= Given exercise =
Rename "aircraft" to "airplane" in the lines starting at the one that contains "[locate] terminal building" and ending at the end of the data, keeping everything else the same. Leave the pictures out of your answer.

(Data taken from a collection)
+--

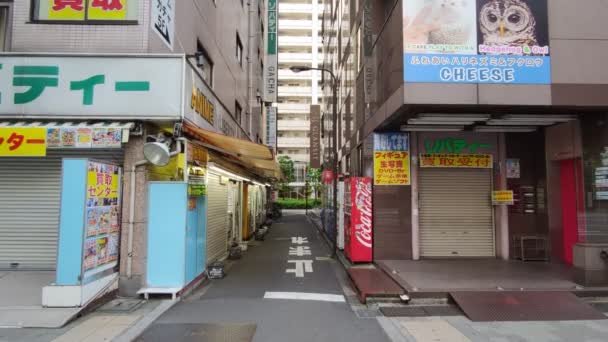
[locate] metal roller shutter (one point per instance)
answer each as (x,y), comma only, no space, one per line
(30,194)
(217,218)
(456,216)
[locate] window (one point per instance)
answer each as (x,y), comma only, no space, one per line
(207,66)
(238,112)
(239,50)
(85,11)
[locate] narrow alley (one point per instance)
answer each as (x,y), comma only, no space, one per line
(244,304)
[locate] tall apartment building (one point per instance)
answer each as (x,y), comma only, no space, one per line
(120,74)
(299,44)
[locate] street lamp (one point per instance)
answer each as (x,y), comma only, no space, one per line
(334,145)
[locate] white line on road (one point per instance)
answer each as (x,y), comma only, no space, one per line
(323,297)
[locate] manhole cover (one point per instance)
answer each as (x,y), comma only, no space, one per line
(121,305)
(204,332)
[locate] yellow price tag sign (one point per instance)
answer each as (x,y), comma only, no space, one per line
(22,142)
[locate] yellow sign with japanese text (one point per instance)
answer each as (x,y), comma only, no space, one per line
(480,161)
(502,197)
(22,142)
(107,10)
(66,10)
(102,183)
(391,168)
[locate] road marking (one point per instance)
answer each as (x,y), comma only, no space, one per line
(301,267)
(300,251)
(299,240)
(323,297)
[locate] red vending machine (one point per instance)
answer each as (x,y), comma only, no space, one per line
(358,219)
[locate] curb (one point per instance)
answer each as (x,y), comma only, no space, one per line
(138,328)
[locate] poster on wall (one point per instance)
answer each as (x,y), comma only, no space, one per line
(391,159)
(476,41)
(102,224)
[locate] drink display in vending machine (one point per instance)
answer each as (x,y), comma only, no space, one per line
(358,225)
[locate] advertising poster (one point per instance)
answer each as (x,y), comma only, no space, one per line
(102,218)
(391,159)
(476,41)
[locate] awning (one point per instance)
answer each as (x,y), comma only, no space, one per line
(258,157)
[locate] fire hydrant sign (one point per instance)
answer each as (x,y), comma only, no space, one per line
(22,142)
(502,197)
(391,159)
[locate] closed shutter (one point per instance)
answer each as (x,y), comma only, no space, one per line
(456,217)
(217,218)
(30,195)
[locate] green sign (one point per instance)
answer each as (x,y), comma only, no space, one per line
(272,27)
(453,145)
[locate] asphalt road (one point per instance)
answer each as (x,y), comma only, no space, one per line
(234,308)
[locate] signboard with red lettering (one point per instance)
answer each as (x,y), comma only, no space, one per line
(480,161)
(22,142)
(102,225)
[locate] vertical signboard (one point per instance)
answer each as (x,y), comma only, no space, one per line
(391,159)
(315,136)
(271,127)
(476,41)
(271,60)
(102,224)
(163,20)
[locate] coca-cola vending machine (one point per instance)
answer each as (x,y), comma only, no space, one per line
(358,219)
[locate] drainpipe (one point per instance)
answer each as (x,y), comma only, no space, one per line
(178,148)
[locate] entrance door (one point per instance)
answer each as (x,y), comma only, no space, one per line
(456,216)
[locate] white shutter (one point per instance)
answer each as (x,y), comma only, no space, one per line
(456,216)
(217,218)
(30,196)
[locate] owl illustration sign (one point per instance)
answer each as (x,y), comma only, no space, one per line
(476,41)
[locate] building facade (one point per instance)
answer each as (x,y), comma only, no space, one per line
(299,44)
(446,118)
(95,82)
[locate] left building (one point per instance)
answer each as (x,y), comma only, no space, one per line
(87,85)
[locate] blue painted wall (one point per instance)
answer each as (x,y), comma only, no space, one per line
(71,222)
(167,210)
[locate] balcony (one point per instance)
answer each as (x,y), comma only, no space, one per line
(283,142)
(295,91)
(294,8)
(293,125)
(295,108)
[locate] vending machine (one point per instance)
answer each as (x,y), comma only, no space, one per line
(358,220)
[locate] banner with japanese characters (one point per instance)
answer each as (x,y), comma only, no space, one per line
(102,221)
(476,41)
(47,87)
(481,161)
(391,159)
(22,142)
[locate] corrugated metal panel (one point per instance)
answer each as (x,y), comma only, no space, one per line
(456,217)
(217,218)
(30,194)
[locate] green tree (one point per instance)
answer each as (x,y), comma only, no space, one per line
(289,170)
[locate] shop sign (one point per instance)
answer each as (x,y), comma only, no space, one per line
(476,41)
(391,159)
(102,233)
(89,86)
(315,136)
(502,197)
(453,145)
(22,142)
(81,10)
(482,161)
(202,106)
(271,60)
(163,20)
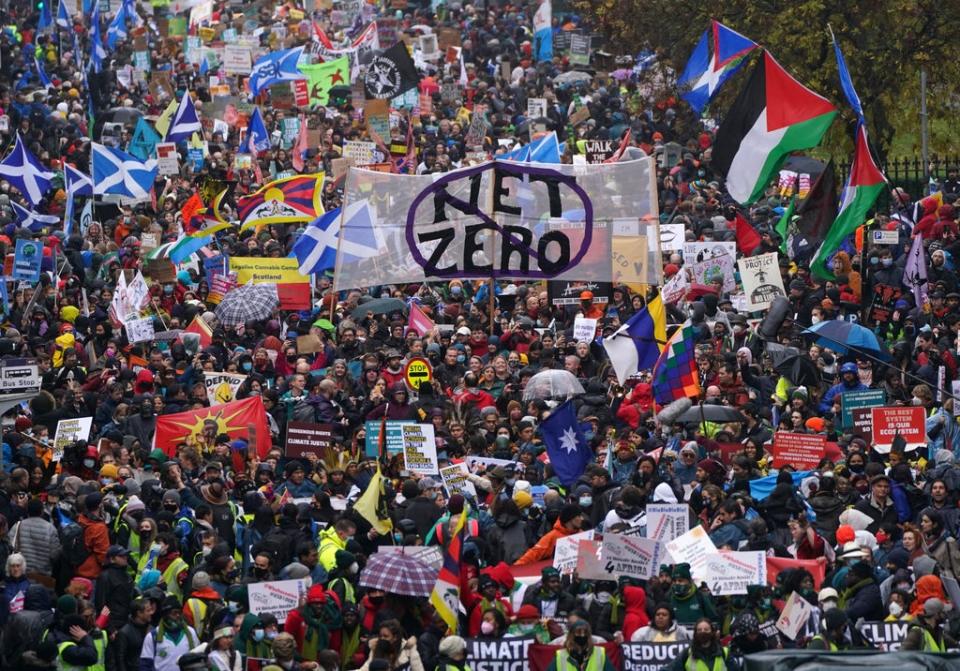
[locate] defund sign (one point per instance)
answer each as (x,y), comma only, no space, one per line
(448,249)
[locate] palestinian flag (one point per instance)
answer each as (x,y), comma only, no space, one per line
(860,193)
(773,116)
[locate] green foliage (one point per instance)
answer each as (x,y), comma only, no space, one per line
(885,43)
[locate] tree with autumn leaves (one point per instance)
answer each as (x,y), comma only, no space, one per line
(885,41)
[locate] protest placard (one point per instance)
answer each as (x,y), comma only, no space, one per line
(504,654)
(667,521)
(761,280)
(420,449)
(567,550)
(693,547)
(795,614)
(455,480)
(305,438)
(68,432)
(276,597)
(222,387)
(802,451)
(731,572)
(584,329)
(909,422)
(139,330)
(631,555)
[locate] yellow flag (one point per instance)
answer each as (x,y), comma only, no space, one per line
(372,506)
(163,122)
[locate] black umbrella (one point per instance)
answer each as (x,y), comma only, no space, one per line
(379,306)
(711,413)
(796,366)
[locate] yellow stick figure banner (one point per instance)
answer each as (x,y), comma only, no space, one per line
(222,387)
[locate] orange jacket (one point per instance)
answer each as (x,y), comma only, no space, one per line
(545,546)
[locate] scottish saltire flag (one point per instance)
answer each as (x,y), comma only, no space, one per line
(259,138)
(277,66)
(316,249)
(543,31)
(25,173)
(719,53)
(41,73)
(635,346)
(63,17)
(117,30)
(34,221)
(118,172)
(185,120)
(445,596)
(675,375)
(97,52)
(566,445)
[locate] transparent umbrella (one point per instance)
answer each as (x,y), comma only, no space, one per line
(552,384)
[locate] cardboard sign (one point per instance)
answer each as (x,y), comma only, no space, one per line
(567,551)
(584,329)
(850,400)
(305,438)
(761,279)
(420,449)
(276,597)
(631,556)
(455,480)
(908,421)
(68,432)
(139,330)
(222,387)
(667,521)
(729,573)
(803,451)
(168,160)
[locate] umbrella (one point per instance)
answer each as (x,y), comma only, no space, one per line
(397,573)
(842,337)
(710,413)
(552,383)
(572,78)
(794,365)
(250,302)
(379,306)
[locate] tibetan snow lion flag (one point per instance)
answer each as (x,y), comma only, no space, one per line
(200,428)
(290,200)
(773,116)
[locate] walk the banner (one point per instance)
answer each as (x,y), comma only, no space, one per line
(293,289)
(222,387)
(200,427)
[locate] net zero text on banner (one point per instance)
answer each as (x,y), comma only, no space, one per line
(420,449)
(277,597)
(499,219)
(506,654)
(222,387)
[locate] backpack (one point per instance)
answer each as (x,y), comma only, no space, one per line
(74,546)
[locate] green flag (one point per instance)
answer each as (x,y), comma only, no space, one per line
(321,77)
(783,226)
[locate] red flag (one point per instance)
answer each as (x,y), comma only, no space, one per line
(747,238)
(232,418)
(419,321)
(202,329)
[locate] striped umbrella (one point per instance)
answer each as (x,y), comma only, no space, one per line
(250,302)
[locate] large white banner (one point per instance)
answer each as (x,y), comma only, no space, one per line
(501,219)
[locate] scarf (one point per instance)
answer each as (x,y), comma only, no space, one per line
(850,591)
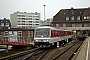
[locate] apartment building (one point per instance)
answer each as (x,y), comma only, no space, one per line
(73,19)
(25,19)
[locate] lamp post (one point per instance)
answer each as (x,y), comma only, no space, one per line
(44,14)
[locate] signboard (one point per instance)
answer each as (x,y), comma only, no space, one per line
(12,37)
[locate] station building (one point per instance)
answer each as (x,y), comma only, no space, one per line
(25,19)
(72,19)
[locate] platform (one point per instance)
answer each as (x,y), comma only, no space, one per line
(84,51)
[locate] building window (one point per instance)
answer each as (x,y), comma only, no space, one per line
(7,24)
(85,17)
(19,33)
(31,33)
(67,18)
(6,33)
(72,18)
(78,18)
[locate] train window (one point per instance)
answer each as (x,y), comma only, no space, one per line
(52,33)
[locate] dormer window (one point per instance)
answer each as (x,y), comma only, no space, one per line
(72,18)
(78,18)
(67,18)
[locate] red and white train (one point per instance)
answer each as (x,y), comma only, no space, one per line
(46,36)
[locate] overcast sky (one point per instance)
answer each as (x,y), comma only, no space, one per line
(52,7)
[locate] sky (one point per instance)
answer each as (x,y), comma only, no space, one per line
(52,7)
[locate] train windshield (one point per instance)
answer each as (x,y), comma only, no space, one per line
(42,32)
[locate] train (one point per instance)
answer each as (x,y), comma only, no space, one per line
(47,36)
(81,34)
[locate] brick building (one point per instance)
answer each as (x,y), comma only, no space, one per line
(72,18)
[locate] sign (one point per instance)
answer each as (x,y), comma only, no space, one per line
(12,37)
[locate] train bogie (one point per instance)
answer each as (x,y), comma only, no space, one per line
(48,36)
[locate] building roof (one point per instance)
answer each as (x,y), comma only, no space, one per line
(63,13)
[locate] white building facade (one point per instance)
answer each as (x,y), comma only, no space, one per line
(25,20)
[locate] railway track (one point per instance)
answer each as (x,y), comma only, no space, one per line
(20,55)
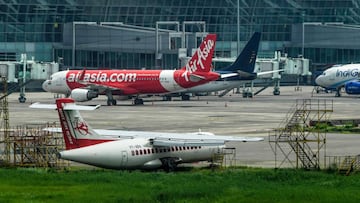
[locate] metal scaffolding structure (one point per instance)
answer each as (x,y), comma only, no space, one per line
(297,142)
(31,146)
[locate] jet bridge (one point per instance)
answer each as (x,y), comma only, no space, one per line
(19,73)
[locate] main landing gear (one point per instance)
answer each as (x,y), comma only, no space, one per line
(337,93)
(138,101)
(170,164)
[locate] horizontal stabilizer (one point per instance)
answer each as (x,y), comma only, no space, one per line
(268,72)
(67,106)
(185,142)
(246,74)
(196,78)
(228,75)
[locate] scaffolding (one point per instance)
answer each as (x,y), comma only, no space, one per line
(31,146)
(297,142)
(5,129)
(226,157)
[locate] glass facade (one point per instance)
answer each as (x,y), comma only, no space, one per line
(35,27)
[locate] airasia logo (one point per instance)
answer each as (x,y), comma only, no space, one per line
(81,126)
(103,77)
(198,61)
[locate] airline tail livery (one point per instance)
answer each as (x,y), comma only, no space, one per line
(84,85)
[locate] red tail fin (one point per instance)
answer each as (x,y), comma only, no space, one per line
(70,141)
(76,132)
(202,58)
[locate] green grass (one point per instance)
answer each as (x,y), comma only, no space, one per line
(198,185)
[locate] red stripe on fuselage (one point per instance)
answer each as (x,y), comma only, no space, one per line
(89,142)
(140,80)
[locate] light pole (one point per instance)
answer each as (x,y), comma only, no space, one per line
(303,34)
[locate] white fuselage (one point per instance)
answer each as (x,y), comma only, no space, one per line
(336,76)
(136,154)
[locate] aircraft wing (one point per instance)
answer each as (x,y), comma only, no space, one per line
(163,139)
(178,139)
(68,106)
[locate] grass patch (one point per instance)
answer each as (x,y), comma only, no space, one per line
(235,185)
(345,129)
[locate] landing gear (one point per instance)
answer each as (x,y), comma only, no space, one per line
(111,100)
(337,93)
(138,101)
(22,99)
(185,97)
(166,98)
(169,164)
(276,91)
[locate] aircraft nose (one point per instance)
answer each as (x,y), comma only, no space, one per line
(319,80)
(46,85)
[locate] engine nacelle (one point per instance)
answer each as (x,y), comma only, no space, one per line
(352,87)
(82,95)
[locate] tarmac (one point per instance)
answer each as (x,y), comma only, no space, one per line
(228,115)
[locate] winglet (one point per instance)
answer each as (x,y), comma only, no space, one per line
(245,62)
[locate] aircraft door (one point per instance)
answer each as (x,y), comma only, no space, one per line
(124,158)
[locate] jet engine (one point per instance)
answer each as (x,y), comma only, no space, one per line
(82,95)
(352,87)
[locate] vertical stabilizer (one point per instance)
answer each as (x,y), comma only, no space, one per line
(77,133)
(246,60)
(202,58)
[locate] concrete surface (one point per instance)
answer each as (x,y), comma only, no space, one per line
(229,115)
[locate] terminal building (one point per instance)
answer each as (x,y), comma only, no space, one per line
(157,34)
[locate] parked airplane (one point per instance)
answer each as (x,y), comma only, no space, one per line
(84,85)
(341,76)
(244,66)
(131,150)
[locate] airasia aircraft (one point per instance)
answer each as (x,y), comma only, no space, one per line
(131,149)
(84,85)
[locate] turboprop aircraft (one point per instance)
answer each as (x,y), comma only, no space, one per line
(84,85)
(132,150)
(341,76)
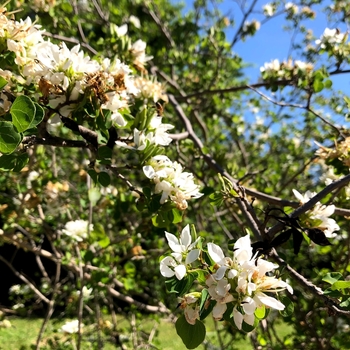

+--

= Complete response =
[locate] terminal building (one point per instance)
answer each as (x,y), comma only, no space, one per line
(157,34)
[locate] parked airplane (one point per instance)
answer each as (x,y), comma only, no space, one per line
(84,85)
(341,76)
(244,66)
(131,150)
[locate] airasia airplane (one point per instance)
answer each as (x,y), comma only, no space, one per line
(131,149)
(84,85)
[locate] turboprop airplane (one point per instance)
answer each as (x,y), comma only, no space, one per line
(84,85)
(132,150)
(341,76)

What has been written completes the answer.